*** Block opens ***

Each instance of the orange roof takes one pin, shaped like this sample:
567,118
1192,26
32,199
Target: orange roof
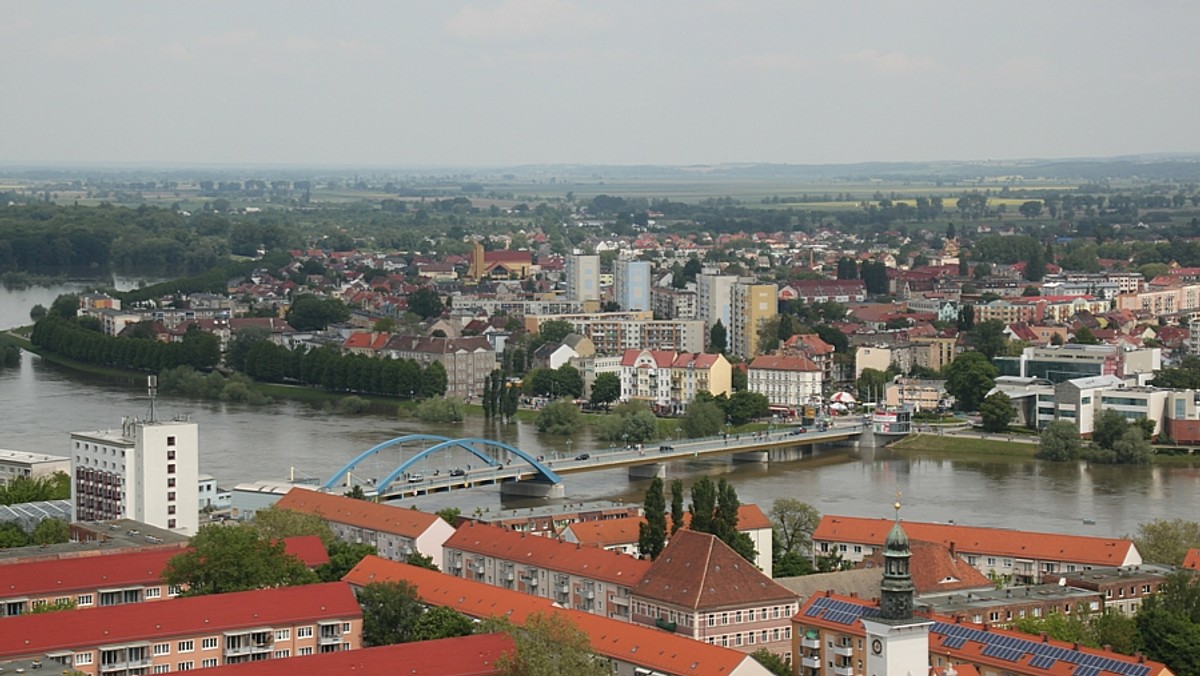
82,574
41,633
1192,561
463,656
699,572
1002,542
655,648
382,518
547,552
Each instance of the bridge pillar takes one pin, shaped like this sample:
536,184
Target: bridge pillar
532,489
753,456
651,471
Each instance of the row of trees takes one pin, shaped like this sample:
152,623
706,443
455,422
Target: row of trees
89,346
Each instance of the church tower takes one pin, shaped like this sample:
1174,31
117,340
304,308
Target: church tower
897,641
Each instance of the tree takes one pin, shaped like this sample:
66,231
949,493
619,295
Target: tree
605,389
1060,442
559,418
51,532
997,412
718,339
676,506
426,303
1167,542
772,662
441,622
546,645
390,611
702,419
234,558
969,378
652,533
793,522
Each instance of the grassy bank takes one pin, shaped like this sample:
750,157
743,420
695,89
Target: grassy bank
965,446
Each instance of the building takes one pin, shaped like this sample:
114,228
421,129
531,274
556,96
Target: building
673,303
105,579
631,285
19,464
395,532
669,381
477,654
631,650
587,579
1023,555
147,471
714,299
467,360
582,277
699,587
191,633
753,305
789,383
847,635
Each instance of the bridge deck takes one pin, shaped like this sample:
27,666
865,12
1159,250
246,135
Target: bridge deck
618,458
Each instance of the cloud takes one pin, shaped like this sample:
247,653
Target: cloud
521,19
893,63
76,46
772,61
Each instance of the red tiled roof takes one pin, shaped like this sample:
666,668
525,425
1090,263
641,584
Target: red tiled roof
547,552
1192,561
699,572
1017,544
655,648
47,632
784,363
463,656
66,575
382,518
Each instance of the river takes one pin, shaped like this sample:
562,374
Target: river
42,404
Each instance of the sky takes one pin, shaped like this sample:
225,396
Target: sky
491,83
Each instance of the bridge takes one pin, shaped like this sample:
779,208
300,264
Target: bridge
520,473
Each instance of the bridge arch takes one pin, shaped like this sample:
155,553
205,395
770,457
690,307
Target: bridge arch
544,472
340,476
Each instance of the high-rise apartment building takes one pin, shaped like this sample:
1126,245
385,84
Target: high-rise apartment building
753,304
631,285
582,276
147,471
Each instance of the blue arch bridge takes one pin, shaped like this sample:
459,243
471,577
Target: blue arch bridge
520,473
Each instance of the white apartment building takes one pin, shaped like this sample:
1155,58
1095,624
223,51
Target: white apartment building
147,471
15,464
582,277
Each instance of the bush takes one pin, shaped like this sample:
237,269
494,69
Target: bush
444,410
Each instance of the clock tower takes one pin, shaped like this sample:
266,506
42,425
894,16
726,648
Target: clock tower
897,642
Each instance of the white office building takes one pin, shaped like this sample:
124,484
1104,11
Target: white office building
147,471
582,277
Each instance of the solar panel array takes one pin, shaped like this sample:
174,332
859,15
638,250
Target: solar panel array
1011,648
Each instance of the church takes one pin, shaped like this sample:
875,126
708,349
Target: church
837,635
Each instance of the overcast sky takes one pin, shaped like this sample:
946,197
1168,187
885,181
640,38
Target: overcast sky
616,82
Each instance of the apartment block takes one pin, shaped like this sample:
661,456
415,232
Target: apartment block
395,532
587,579
191,633
147,471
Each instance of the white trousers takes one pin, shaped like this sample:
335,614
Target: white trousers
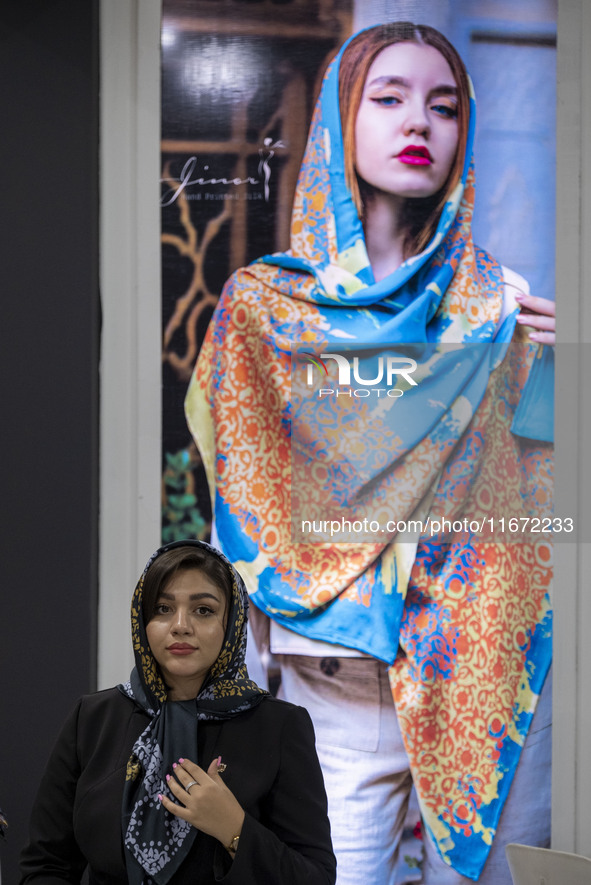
368,779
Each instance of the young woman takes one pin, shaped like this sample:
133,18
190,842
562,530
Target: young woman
419,659
189,773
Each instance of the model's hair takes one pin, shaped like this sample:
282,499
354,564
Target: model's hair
421,215
168,564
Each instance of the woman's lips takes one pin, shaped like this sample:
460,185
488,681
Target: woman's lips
414,155
179,649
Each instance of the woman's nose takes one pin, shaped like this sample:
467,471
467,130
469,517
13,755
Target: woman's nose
416,120
182,622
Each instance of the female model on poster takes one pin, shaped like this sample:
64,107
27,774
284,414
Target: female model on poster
189,773
419,661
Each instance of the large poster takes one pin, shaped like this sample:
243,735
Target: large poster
455,613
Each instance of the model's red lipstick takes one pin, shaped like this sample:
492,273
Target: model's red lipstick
415,155
180,648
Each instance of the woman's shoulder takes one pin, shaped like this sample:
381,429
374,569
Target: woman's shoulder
110,704
514,281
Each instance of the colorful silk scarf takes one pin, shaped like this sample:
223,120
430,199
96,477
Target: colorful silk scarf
157,842
463,623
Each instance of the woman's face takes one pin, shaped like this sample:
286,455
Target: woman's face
187,631
406,132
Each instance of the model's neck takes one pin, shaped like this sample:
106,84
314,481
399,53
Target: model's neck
384,232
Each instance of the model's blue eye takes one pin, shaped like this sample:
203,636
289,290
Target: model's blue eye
204,610
386,100
444,110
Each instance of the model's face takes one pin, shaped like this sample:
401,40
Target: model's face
187,631
406,132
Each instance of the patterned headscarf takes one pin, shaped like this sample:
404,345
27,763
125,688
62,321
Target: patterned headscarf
156,842
471,615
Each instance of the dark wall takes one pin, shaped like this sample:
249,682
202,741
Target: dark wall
49,335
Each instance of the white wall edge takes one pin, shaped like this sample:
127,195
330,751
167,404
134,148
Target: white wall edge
571,763
130,414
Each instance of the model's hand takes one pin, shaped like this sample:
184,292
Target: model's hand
540,314
208,805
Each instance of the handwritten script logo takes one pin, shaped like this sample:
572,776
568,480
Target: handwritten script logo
186,180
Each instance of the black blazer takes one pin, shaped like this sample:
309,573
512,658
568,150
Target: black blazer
272,769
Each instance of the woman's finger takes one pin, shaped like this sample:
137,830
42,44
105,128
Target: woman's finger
188,773
543,337
176,788
536,304
177,810
537,321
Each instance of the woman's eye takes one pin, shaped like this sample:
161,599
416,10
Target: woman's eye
444,110
204,610
386,100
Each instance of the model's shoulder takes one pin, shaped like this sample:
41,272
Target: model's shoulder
280,712
515,281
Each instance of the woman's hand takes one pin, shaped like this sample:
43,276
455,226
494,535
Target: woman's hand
540,314
208,805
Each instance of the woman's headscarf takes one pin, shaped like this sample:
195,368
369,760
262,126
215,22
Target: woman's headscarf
156,842
472,618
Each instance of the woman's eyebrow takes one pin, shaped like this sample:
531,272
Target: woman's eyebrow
192,597
389,80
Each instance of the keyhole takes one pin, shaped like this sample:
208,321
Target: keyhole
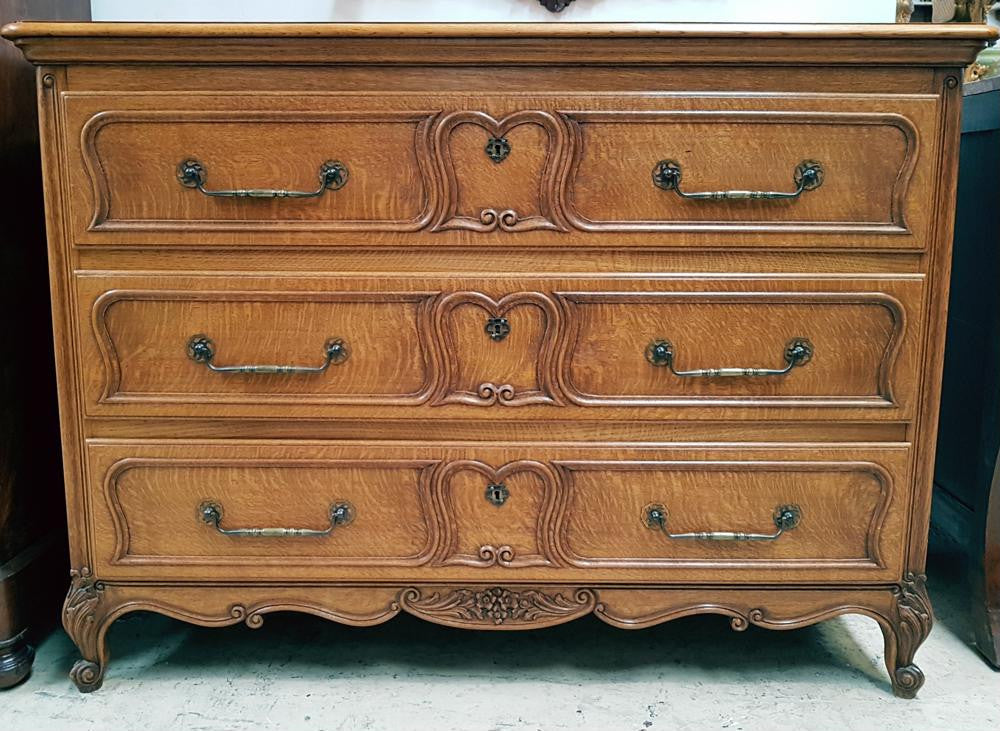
497,493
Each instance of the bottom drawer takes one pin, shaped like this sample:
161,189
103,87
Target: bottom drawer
402,513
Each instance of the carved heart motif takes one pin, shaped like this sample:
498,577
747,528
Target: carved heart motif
498,554
506,219
488,393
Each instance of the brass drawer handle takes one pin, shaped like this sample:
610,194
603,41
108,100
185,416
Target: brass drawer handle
332,176
341,513
799,351
201,349
808,175
786,518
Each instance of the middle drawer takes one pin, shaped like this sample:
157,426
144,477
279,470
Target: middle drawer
843,347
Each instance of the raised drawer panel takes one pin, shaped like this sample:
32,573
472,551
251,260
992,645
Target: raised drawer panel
442,511
848,345
351,512
149,341
566,170
815,511
865,160
431,348
133,159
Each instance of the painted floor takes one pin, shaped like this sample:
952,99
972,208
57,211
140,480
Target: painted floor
301,673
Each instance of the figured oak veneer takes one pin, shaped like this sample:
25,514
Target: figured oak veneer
499,263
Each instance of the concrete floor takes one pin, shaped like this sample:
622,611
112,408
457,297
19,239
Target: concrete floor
302,673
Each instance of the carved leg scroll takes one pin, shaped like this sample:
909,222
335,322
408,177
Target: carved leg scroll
910,625
85,624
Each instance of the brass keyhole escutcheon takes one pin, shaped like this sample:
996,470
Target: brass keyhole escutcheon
497,493
497,328
497,149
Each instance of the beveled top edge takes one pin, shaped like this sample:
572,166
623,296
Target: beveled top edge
886,31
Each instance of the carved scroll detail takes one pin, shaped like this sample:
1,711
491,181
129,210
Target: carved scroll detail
80,618
913,622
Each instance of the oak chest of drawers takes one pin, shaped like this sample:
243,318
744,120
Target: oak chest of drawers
499,325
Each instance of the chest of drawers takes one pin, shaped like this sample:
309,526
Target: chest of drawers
472,322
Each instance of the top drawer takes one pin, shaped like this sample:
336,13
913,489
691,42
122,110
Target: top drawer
453,169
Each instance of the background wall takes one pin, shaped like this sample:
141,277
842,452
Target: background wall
800,11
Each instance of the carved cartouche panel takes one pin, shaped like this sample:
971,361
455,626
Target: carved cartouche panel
497,351
498,607
501,173
496,516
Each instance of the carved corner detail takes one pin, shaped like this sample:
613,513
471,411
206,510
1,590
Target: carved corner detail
83,625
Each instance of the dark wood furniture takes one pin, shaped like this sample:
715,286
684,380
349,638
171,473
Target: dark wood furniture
501,362
967,498
32,532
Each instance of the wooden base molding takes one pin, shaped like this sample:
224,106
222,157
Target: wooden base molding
903,611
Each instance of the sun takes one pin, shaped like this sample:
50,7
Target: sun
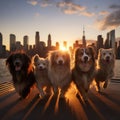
63,48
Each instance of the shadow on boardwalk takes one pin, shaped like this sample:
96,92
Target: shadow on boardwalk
105,106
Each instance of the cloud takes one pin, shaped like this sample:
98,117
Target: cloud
32,2
70,8
104,13
66,6
114,6
88,14
110,21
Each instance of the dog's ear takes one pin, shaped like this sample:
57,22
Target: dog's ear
101,49
27,59
93,53
9,59
35,58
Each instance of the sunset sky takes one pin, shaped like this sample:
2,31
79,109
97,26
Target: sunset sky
63,19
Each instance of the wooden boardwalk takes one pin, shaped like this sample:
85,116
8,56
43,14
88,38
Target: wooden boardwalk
105,106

*** Block closes ***

EXERCISE OBJECTIVE – Above are records with pictures. Reproduce exactly only the lines from the line with "Each instance of the white trousers" through the line with "Each instance of the dark wall", both ends included, and leave the pictures out.

RESPONSE –
Each instance of the white trousers takes one pin, shaped like this sample:
335,614
Target: white trousers
368,779
Each instance of the young woman takes one pin, shaped like this sample:
133,18
190,842
562,530
Target: young woman
419,659
189,773
Each instance of the model's hair takes one pin, shaped like this sample:
282,499
354,564
Target: model's hair
421,215
168,564
Each instance of the woman's lips takes one pin, shaped like this sample:
460,185
488,681
Target: woman's lips
414,155
179,649
Each instance of the woman's nose takes one pin, shaped like this sample:
467,471
467,130
469,517
13,755
Target: woman's nose
416,120
182,622
Each instance of the female model on poster takes one pin, shaped like this sample:
64,107
27,774
284,414
Target: female model on poster
189,773
419,661
Each instance of the large poster takes one pin, shaped like this sample:
243,735
Target: large poster
455,613
Each instance of the model's red lipstick takes one pin, shaped like this sample:
492,273
Target: model's red lipstick
415,155
180,648
Each instance of the woman's shoulder takes one pin, shaped like this sample:
381,429
374,569
Target: woman's shoulder
110,704
514,281
Each instance of the colorful silk scarf takes one pin, shaped like this sample:
223,120
430,199
96,477
Target: colorful silk scarf
157,842
463,623
Each instance of the woman's face takes one pin, shaped like this sample:
286,455
Target: woman's face
187,631
406,132
Each instance of the model's neck takes one pin, shaped like this sample:
106,84
314,481
399,53
Target: model's neck
384,232
Each instance of the model's blue eye takes one pin, shaped like this sample:
203,636
289,290
Target: model's blue eye
204,610
386,100
444,110
Each instance of the model's face takes one pin, shaped like this sample:
401,40
Target: model's face
187,631
406,132
Each instance of the patterned headscarf takes one pin, shaped like this sample:
404,345
27,763
125,688
62,321
Target: patterned headscarf
156,842
471,615
Each instance of the dark wall takes one pin, shaped like this sample:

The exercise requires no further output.